• _TASK 1_: Copy out the part of the deck review starting at "Deck weaknesses" and ending at "deck attacking late.", renaming "Bullet Slugger" as "The main attack" everywhere it occurs in that part.

• _EXCERPTED PASSAGE_:
+--

Common misplays: attacking from the Active Spot without pivoting first and dealing only 100, leaving your last Revavroom exposed to a snipe, and burning Red on a non-ex target.

Deck strengths

  • A repeatable 150-damage attack from a 200 HP Stage 1, with no Energy discards or coin flips anywhere in the deck.
  • Metal Core Barrier creates effective 250 HP turns that break opposing two-shot math.
  • Free switching from Metal Transport and U-turn makes the deck nearly immune to retreat-cost problems despite heavy bodies.
  • Red plus Training Area pushes damage to 180 against ex Pokémon, covering most relevant HP thresholds.
  • Orthworm acceleration gets the three-Energy attacker online a full turn early.

Deck weaknesses

  • The entire board is Fire weak, and the format's best deck is a Fire deck.
  • Bullet Slugger needs three Energy, so a disrupted setup leaves the deck attacking late.
  • The loop depends on Revavroom; without one in play, damage drops to 100 and the deck stops functioning.
  • Poison and other effect damage ignore Metal Core Barrier entirely.
  • No healing and no Energy recovery — every resource lost is lost for good.

Is it worth building?

It depends on your queue. The Metal Transport loop is genuinely elegant — consistent 150s with armor turns is real, tournament-proven output, and the deck is forgiving to pilot once the pivot rhythm becomes habit. But it sits a clear step below the format's best: roughly even into the other top Metal-neutral decks and nearly unwinnable into Mega Blaziken ex, which is everywhere. Build it if Fire is scarce on your ladder or you want the most satisfying Stage 1 engine in the game; skip it if you are chasing pure ladder efficiency, where this is a solid B-tier choice rather than a top contender.

+--

• _RECORD LIST_:

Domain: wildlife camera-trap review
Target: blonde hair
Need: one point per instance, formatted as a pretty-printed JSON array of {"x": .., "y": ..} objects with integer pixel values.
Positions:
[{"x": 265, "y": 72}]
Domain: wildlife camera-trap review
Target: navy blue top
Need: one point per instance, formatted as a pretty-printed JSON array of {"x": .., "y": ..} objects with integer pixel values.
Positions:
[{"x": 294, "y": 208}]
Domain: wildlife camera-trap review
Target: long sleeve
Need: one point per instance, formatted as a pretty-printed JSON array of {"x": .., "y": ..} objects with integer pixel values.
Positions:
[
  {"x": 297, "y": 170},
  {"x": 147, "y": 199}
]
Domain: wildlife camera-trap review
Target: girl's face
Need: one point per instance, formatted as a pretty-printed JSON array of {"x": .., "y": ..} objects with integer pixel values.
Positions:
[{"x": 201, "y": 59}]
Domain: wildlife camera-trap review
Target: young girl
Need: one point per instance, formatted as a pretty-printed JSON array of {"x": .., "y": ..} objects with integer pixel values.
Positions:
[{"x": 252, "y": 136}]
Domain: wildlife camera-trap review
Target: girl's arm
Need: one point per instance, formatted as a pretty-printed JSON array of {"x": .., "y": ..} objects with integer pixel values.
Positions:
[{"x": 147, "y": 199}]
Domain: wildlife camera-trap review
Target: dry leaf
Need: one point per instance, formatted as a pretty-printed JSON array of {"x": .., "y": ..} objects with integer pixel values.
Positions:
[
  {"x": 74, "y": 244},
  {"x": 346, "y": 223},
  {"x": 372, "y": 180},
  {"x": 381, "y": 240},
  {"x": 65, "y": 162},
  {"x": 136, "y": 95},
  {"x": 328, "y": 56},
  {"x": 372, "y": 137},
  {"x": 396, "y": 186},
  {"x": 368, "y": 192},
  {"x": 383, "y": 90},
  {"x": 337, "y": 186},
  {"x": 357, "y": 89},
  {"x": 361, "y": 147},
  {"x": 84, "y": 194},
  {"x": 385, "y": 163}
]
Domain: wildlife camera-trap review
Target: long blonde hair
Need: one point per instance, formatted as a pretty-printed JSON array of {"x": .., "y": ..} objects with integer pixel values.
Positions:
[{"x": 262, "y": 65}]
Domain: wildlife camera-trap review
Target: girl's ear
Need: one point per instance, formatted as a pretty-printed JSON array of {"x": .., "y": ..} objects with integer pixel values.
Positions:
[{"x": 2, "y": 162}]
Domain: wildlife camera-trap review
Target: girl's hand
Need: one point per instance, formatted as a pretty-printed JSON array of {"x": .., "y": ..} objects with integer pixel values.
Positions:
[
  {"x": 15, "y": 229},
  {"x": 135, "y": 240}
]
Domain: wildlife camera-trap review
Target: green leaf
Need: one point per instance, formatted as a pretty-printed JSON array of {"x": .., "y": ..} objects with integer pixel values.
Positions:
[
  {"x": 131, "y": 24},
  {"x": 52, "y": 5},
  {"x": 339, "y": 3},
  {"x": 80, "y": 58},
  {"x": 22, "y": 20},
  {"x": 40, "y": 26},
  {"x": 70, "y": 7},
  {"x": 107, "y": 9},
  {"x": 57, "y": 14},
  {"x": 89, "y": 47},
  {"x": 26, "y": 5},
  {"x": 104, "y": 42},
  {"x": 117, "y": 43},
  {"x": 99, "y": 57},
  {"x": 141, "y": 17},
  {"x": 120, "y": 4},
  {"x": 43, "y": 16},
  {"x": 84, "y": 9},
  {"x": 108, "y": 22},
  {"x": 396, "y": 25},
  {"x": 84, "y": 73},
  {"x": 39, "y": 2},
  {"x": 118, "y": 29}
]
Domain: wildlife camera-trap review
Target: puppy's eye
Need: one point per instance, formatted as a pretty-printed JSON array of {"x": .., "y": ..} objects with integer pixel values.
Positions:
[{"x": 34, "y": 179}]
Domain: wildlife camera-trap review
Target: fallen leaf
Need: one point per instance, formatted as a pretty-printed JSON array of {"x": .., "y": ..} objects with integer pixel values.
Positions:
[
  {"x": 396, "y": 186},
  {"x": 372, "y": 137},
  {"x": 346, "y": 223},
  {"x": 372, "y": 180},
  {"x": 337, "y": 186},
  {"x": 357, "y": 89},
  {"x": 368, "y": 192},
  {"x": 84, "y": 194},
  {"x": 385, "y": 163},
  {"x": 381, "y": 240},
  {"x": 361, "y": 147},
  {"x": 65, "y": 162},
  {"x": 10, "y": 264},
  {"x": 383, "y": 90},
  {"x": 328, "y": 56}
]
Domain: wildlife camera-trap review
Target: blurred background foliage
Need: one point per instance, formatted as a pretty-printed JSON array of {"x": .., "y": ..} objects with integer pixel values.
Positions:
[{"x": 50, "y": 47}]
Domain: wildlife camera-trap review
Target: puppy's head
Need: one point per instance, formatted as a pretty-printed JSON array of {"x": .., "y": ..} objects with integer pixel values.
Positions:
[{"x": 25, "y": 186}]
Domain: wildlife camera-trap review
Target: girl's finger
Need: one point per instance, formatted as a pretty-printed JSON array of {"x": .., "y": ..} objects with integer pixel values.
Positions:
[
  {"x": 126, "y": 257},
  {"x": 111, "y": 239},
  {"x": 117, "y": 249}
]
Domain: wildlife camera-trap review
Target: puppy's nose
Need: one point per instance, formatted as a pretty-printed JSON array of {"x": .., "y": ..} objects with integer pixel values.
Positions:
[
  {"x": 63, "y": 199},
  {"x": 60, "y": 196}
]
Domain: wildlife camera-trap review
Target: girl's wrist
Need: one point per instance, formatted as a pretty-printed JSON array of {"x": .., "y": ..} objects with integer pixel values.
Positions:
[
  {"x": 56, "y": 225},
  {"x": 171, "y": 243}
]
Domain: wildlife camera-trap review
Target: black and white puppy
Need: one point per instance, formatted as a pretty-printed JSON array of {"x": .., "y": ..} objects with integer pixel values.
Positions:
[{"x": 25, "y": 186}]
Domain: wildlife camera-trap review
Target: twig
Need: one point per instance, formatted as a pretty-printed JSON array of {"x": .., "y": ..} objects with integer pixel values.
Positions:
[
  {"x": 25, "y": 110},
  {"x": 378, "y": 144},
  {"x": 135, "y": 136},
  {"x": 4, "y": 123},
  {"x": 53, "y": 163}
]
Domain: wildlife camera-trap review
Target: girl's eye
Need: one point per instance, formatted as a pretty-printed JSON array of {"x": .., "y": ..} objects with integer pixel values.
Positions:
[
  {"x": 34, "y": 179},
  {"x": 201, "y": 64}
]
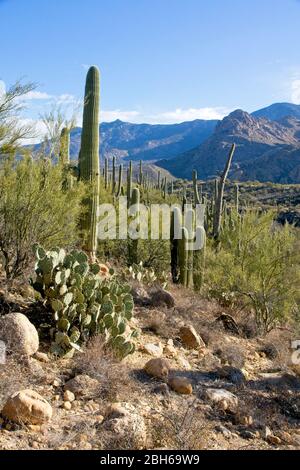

+--

• _TASK 2_: Pick out every line of the rows above that contains the string "girl", treating uppercase and lowercase as different.

• _TASK RESPONSE 1_:
Deck weaknesses

  • The entire board is Fire weak, and the format's best deck is a Fire deck.
  • The main attack needs three Energy, so a disrupted setup leaves the deck attacking late.

• _TASK RESPONSE 2_:
Target: girl's face
Target: young girl
Target: girl's arm
Target: girl's ear
Target: girl's hand
Target: girl's finger
Target: girl's wrist
Target: girl's eye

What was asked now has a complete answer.